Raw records
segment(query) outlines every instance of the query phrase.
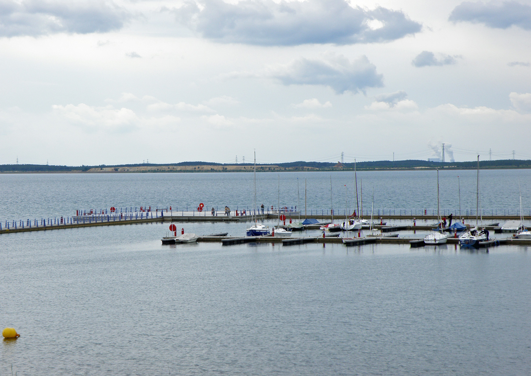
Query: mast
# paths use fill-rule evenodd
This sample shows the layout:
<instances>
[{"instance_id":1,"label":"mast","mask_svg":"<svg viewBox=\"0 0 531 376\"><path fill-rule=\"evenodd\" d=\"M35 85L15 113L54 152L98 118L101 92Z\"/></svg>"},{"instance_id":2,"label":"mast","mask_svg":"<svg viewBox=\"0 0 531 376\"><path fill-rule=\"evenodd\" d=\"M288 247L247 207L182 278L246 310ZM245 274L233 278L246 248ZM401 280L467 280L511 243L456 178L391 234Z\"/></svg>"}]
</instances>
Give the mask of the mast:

==

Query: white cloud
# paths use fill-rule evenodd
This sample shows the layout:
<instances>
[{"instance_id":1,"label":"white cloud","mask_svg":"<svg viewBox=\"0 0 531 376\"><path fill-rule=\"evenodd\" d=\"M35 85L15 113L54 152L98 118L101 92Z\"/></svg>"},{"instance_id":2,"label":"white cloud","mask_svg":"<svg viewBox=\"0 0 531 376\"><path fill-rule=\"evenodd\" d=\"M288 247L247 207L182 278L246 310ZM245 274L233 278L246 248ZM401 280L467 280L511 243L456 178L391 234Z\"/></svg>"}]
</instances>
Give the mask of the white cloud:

Stated task: Output the entries from the line containing "Query: white cloud" through the line containing "Give the mask of the white" as a numbered list, skipping blank lines.

The solution:
1. Query: white cloud
2. # paths use fill-rule evenodd
3. This sample shows the layout:
4. <instances>
5. [{"instance_id":1,"label":"white cloud","mask_svg":"<svg viewBox=\"0 0 531 376\"><path fill-rule=\"evenodd\" d=\"M35 85L15 113L54 152L98 118L101 92Z\"/></svg>"},{"instance_id":2,"label":"white cloud","mask_svg":"<svg viewBox=\"0 0 531 376\"><path fill-rule=\"evenodd\" d=\"M288 247L247 207L182 278L246 310ZM245 274L233 278L246 248ZM401 280L467 280L511 243L456 178L391 234Z\"/></svg>"}]
6. </instances>
7. Give the mask of the white cloud:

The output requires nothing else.